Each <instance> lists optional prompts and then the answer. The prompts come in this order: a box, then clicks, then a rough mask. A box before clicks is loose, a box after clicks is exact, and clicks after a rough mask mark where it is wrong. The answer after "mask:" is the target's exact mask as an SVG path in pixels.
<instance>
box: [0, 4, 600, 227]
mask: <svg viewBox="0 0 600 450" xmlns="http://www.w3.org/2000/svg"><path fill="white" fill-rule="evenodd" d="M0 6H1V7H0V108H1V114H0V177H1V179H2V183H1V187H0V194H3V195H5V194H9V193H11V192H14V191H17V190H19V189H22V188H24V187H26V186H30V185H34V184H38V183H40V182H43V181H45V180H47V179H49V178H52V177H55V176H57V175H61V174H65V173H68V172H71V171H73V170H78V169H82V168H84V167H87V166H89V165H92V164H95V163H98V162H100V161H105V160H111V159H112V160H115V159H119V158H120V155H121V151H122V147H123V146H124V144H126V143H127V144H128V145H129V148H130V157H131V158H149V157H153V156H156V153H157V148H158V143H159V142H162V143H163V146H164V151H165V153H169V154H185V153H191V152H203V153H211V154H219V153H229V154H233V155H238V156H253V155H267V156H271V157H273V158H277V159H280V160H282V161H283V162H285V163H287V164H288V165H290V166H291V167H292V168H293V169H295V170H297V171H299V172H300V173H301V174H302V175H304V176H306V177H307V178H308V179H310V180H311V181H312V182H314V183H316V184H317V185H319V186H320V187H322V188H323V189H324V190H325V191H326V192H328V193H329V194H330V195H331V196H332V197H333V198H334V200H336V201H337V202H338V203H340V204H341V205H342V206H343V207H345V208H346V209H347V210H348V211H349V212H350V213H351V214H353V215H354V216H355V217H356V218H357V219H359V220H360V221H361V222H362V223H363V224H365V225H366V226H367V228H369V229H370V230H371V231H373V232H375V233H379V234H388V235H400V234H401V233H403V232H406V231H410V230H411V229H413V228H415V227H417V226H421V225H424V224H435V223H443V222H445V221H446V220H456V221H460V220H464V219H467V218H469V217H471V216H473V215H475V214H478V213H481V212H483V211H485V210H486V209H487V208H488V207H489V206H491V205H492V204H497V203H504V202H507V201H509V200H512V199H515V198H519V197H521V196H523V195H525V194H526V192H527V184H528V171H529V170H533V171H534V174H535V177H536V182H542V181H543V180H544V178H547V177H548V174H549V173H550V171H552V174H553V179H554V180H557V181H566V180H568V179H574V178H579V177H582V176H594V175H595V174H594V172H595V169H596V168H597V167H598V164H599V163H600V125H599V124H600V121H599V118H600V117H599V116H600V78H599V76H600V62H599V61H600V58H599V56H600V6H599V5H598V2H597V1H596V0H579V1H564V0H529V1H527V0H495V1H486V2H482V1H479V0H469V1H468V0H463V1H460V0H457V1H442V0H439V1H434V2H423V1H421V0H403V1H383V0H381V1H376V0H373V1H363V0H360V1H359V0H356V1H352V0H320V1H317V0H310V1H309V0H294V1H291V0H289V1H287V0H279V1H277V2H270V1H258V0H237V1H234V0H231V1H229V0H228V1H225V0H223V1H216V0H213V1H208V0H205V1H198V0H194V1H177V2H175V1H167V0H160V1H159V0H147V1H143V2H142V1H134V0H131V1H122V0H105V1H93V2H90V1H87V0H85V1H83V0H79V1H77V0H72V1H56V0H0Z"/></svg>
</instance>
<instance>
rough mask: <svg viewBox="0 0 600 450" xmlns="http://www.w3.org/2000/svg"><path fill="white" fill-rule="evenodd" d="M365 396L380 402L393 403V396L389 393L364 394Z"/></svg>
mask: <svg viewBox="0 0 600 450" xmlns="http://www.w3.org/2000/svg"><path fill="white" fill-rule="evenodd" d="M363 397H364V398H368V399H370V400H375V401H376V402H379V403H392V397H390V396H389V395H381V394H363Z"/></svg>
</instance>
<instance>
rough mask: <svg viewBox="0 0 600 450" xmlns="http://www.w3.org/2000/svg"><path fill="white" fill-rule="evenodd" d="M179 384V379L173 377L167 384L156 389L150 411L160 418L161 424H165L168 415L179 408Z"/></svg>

▶ AIM OF THE EXERCISE
Every line of the data must be written out again word for word.

▶ SOLUTION TO THIS TASK
Each <instance> lists optional prompts and then the answer. The prompts come in this order: a box, then clicks, then a rough mask. A box before clicks is loose, a box after clicks is exact, and clicks after a rough mask mark where it is wrong. The answer after "mask:" is the target's exact mask as an SVG path in pixels.
<instance>
box: [0, 4, 600, 227]
mask: <svg viewBox="0 0 600 450" xmlns="http://www.w3.org/2000/svg"><path fill="white" fill-rule="evenodd" d="M0 6H1V7H0V108H1V114H0V177H1V179H2V183H1V187H0V194H3V195H5V194H9V193H11V192H14V191H17V190H19V189H22V188H24V187H26V186H30V185H34V184H38V183H40V182H43V181H45V180H47V179H49V178H52V177H55V176H57V175H61V174H65V173H68V172H71V171H73V170H78V169H82V168H84V167H87V166H89V165H92V164H95V163H98V162H100V161H105V160H111V159H112V160H115V159H119V158H120V155H121V151H122V147H123V146H124V144H126V143H127V144H128V145H129V148H130V157H131V158H149V157H153V156H156V153H157V148H158V143H159V142H162V143H163V146H164V151H165V153H169V154H185V153H191V152H203V153H211V154H219V153H229V154H233V155H238V156H253V155H267V156H271V157H273V158H277V159H280V160H282V161H283V162H285V163H287V164H288V165H290V166H291V167H292V168H293V169H295V170H297V171H299V172H300V173H301V174H302V175H304V176H306V177H307V178H308V179H310V180H311V181H312V182H314V183H316V184H317V185H319V186H320V187H322V188H323V189H324V190H325V191H326V192H328V193H329V194H330V195H331V196H332V197H333V198H334V200H336V201H337V202H338V203H340V204H341V205H342V206H343V207H345V208H346V209H347V210H348V211H349V212H350V213H351V214H353V215H354V216H355V217H356V218H357V219H359V220H360V221H361V222H362V223H363V224H365V225H366V226H367V228H369V229H370V230H371V231H373V232H375V233H379V234H388V235H400V234H401V233H403V232H406V231H410V230H411V229H413V228H415V227H417V226H421V225H424V224H435V223H443V222H445V221H446V220H456V221H460V220H464V219H467V218H469V217H471V216H473V215H475V214H478V213H481V212H483V211H485V210H486V209H487V208H488V207H489V206H491V205H492V204H497V203H504V202H507V201H509V200H512V199H515V198H519V197H521V196H523V195H525V194H526V192H527V184H528V171H529V170H533V171H534V174H535V177H536V182H542V181H543V180H544V178H547V177H548V174H549V173H550V171H552V174H553V179H554V180H557V181H566V180H568V179H574V178H579V177H582V176H594V175H595V174H594V172H595V169H596V168H597V167H598V164H599V163H600V125H599V124H600V121H599V118H600V117H599V116H600V78H599V76H600V62H599V61H600V58H599V56H600V6H599V5H598V2H597V1H596V0H579V1H564V0H529V1H527V0H495V1H486V2H482V1H479V0H469V1H468V0H463V1H460V0H457V1H442V0H439V1H434V2H423V1H421V0H403V1H383V0H381V1H376V0H373V1H363V0H360V1H359V0H356V1H352V0H320V1H317V0H310V1H309V0H294V1H291V0H289V1H287V0H279V1H277V2H270V1H258V0H237V1H234V0H231V1H229V0H228V1H225V0H223V1H216V0H213V1H208V0H205V1H198V0H194V1H177V2H175V1H167V0H160V1H159V0H147V1H143V2H142V1H134V0H131V1H122V0H105V1H93V2H90V1H87V0H85V1H83V0H79V1H77V0H72V1H56V0H0Z"/></svg>
</instance>
<instance>
rough mask: <svg viewBox="0 0 600 450" xmlns="http://www.w3.org/2000/svg"><path fill="white" fill-rule="evenodd" d="M365 396L380 402L393 403V396L389 393L364 394Z"/></svg>
mask: <svg viewBox="0 0 600 450" xmlns="http://www.w3.org/2000/svg"><path fill="white" fill-rule="evenodd" d="M363 397H364V398H368V399H370V400H375V401H376V402H379V403H392V397H390V396H389V395H381V394H363Z"/></svg>
</instance>
<instance>
rough mask: <svg viewBox="0 0 600 450" xmlns="http://www.w3.org/2000/svg"><path fill="white" fill-rule="evenodd" d="M179 384V379L173 377L167 384L156 389L150 411L160 418L161 424H165L168 415L179 408Z"/></svg>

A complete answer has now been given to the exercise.